Please transcribe the lines below exactly, and leave every image behind.

[Natural language region descriptions]
++++++

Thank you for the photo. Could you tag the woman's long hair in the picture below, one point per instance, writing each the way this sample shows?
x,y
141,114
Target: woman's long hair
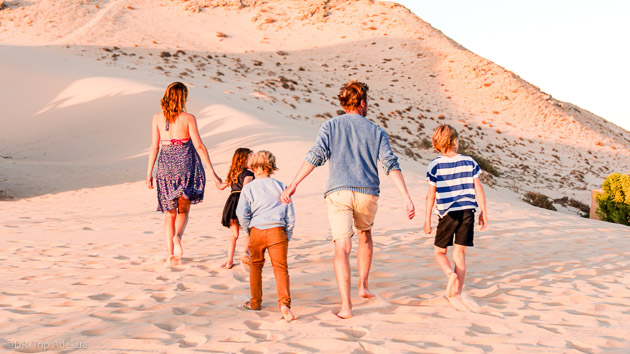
x,y
239,163
174,101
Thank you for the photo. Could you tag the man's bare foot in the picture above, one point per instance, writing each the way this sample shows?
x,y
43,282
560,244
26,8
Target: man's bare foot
x,y
366,293
452,286
287,314
344,314
457,303
178,251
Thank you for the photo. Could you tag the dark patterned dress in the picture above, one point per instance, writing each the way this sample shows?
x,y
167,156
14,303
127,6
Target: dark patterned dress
x,y
179,173
229,210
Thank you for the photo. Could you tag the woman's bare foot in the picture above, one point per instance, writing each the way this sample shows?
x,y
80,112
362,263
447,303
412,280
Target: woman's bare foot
x,y
452,286
170,261
287,314
344,314
366,293
178,251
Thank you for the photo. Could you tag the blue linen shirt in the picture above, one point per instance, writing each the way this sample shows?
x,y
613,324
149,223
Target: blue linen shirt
x,y
353,145
259,206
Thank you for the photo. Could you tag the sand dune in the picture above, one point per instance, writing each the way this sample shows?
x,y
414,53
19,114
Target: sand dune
x,y
81,245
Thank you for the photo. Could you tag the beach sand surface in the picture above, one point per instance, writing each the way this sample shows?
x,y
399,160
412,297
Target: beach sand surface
x,y
81,245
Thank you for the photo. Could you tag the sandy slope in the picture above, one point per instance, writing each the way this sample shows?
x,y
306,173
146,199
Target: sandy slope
x,y
82,247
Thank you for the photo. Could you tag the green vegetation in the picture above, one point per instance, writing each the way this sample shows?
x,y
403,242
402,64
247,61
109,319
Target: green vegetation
x,y
486,165
614,203
539,200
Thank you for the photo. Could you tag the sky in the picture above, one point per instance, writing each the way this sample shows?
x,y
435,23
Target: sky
x,y
578,51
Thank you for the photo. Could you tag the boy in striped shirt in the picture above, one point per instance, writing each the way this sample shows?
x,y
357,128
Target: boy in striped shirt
x,y
454,184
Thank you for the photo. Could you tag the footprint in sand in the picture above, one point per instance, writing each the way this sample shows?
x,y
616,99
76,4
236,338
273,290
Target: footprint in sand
x,y
101,297
98,332
184,310
108,317
265,335
253,324
161,297
355,331
171,327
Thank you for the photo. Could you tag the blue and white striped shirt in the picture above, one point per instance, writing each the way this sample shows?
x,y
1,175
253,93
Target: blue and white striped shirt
x,y
453,178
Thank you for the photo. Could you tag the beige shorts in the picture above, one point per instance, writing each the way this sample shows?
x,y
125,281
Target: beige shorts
x,y
344,207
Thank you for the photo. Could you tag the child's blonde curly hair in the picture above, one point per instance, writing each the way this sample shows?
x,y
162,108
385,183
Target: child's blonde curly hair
x,y
263,161
444,137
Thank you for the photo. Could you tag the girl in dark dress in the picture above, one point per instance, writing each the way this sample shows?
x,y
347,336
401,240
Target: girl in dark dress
x,y
180,176
238,176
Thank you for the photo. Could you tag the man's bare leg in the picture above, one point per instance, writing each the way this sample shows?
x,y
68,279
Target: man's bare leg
x,y
342,273
364,259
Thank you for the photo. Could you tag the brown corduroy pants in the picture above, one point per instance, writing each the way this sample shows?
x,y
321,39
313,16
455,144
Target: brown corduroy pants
x,y
275,241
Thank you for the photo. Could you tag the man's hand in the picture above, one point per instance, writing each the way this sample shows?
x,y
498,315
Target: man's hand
x,y
427,226
285,197
410,208
483,221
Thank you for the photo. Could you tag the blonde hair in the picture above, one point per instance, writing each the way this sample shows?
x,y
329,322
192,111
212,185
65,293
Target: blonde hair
x,y
444,137
174,101
263,161
351,95
239,163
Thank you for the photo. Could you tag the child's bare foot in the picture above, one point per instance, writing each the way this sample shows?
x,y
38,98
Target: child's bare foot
x,y
366,293
286,313
227,266
344,314
451,286
178,251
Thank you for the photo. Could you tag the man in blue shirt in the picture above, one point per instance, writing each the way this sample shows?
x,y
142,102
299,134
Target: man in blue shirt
x,y
353,145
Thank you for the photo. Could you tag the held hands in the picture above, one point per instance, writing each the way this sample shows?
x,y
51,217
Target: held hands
x,y
286,195
483,220
410,208
427,226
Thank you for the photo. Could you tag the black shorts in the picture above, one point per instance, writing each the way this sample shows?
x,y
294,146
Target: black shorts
x,y
460,223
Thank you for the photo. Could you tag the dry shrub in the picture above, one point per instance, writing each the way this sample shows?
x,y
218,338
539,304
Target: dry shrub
x,y
614,202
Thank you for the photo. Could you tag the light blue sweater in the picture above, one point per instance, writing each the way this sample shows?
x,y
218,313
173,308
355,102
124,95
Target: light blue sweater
x,y
259,206
353,145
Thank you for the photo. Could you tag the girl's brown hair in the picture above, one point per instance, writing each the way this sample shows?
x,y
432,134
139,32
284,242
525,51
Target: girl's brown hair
x,y
351,95
239,163
265,161
444,137
174,101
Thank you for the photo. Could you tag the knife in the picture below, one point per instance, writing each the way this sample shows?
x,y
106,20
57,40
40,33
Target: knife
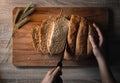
x,y
58,78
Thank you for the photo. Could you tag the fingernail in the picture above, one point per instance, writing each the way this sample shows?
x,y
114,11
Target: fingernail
x,y
89,36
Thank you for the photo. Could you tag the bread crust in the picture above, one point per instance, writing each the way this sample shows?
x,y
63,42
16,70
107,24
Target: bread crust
x,y
58,35
43,36
81,40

++++++

*WRITTEN RESPONSE*:
Thank you for the photo. Could you tag the woman's long hair in the picture below, one point per instance, writing each the way this sample shows?
x,y
141,114
Target: woman's long hair
x,y
239,163
174,101
Thank you for the photo. Could you tag the man's bare foot in the picture above, one point per instance, writing each the way this sample shows?
x,y
43,282
560,244
26,8
Target: man's bare foot
x,y
366,293
452,286
287,314
344,314
457,303
178,251
Thank you for the photo. Could you tag the dark patterned dress in the picture above, one point per instance, writing each the way this sample shows?
x,y
167,156
14,303
127,6
Target: dark patterned dress
x,y
179,173
229,210
Thank you for the photo. Could you tag the woman's bare foot in the picture above, one point per instance, writing each the way this sample shows?
x,y
80,112
362,263
447,303
412,280
Target: woman's bare foot
x,y
452,286
170,261
287,314
344,314
366,293
178,251
Thank you for the photo. Could you tag the blue linen shirt in the picture above, one point per instance, writing each the way this sample shows?
x,y
613,324
149,223
Target: blue linen shirt
x,y
353,145
259,206
Thank you for the photo. Could you tag the sand dune in the picture above, one point per instance, writing each the way this sample shows?
x,y
414,53
19,114
Target: sand dune
x,y
81,245
Thank you for the photo. Could you tag the beach sand surface in the picture above, one point per instance, writing each the way this sample shows?
x,y
399,160
412,297
Target: beach sand surface
x,y
81,245
Thank you for the photo. Could you tag the sandy slope in the picture above, one point per instance, writing each the way this sample shows?
x,y
306,173
146,199
Target: sandy slope
x,y
82,247
Thank you for the photo. Could you tag the green vegetation in the picture above, one point per instance, writing each the way this sample shows?
x,y
403,242
402,64
247,61
109,319
Target: green vegetation
x,y
486,165
614,203
539,200
Thank you for the photo. Could you tag the sky in the picture above, one point per instance, writing each the way this sample shows?
x,y
435,23
Target: sky
x,y
578,51
Thank you for the photo. Could you tag the boy in striped shirt in the picture above, one point per instance, writing each the way this sample shows?
x,y
357,128
Target: boy in striped shirt
x,y
454,184
Thank you for the photo. Could you tag the footprint in sand in the picture above, one point per instance, writing each the way this sample shows?
x,y
616,99
76,4
236,338
273,290
Target: footprint in sand
x,y
101,297
98,332
184,310
108,317
265,335
253,324
161,297
355,331
171,327
Thank you for the photo. Could you tag the blue and white striped shirt in the picture above, one point per instance, writing each the way this sample shows?
x,y
1,175
253,93
Target: blue and white striped shirt
x,y
453,178
Thank you for the photo. Could you tag the beige shorts in the picture above, one point per instance, writing each the way this sample shows?
x,y
125,281
Target: beige shorts
x,y
344,207
Thank you for the photo. Could you tag the child's blonde curly hair in the picture above, one point per instance, writing each the way this sample shows?
x,y
162,108
385,183
Target: child's blonde curly hair
x,y
263,161
444,137
Thank you for the photo. Could you tag the girl in dark dress in the picture above, one point per instance, writing each the way this sample shows?
x,y
347,336
401,240
Target: girl in dark dress
x,y
180,176
238,176
Thank you for the photo. Could you tag the man's bare leg in the picture above, one point per instance, writing each the way this sample shows?
x,y
68,279
Target: man's bare leg
x,y
342,273
364,259
Thank you for the photo. Could you tag the brown corduroy pants in the picture above, one point per instance, writing each the way this sample shows?
x,y
321,39
313,16
455,144
Target: brown corduroy pants
x,y
275,241
Thank you for the photo. Could you tag the man's hand in the picture above, one point per instance, writing each the way this sample shows?
x,y
498,315
Target: man's hand
x,y
427,226
285,197
410,208
483,221
Thank you for the photo. Could you tag the blonde hair in the picture above, one point per instance, writing each the way this sample shows?
x,y
329,322
192,111
212,185
65,293
Target: blonde hair
x,y
444,137
174,101
263,161
351,95
239,163
Thank you for the photo. Could you tag the child's bare foot in the picture above, one point per instance, writing each the way this sample shows?
x,y
38,98
Target: child's bare foot
x,y
366,293
286,313
227,266
344,314
451,286
178,251
Thank you for the photo. Could you tag the man in blue shirt in the picture above, one point per instance, writing each the way this sample shows?
x,y
142,102
299,134
Target: man in blue shirt
x,y
353,145
Thank you for the photo. Could you tag the held hands in the picture above, one point per instance, writing each the way this sample shows?
x,y
51,217
Target: held hands
x,y
286,195
483,220
410,208
427,226
Thank you for the photo. Could you tag the black shorts in the picture above, one point per instance, writing each the way this sample shows?
x,y
294,146
Target: black shorts
x,y
460,223
Thank you for the photo. Could you tag the dry shrub in the picture above, one point per instance, writing each the way this sample shows?
x,y
218,338
539,304
Target: dry shrub
x,y
614,202
Thank you for the photo. Could you tag the light blue sweater in the picture above, one point per instance, writing each the way this sample shows?
x,y
218,313
173,308
355,102
124,95
Target: light blue sweater
x,y
259,206
353,145
Thank you for the photo. Could you tag the girl's brown hair in the picture above, one point per instance, writing each the way this sample shows?
x,y
432,134
139,32
284,242
525,51
Target: girl's brown hair
x,y
351,95
239,163
265,161
444,137
174,101
Thank you for the photo. Could you tag the knife in the picture below, one point per instance, writing each the way this sample shows?
x,y
106,20
57,40
40,33
Target: knife
x,y
58,78
Thank you for the photo. Could you tag the fingernail in the picture above, one point per instance, writing each the way this sample shows?
x,y
114,11
Target: fingernail
x,y
89,36
Thank you for the photo. Could you tag the bread crust in the picture above, one point per instance, writing each the way this sample shows?
x,y
63,42
16,70
107,24
Target: bread crust
x,y
58,35
43,36
81,40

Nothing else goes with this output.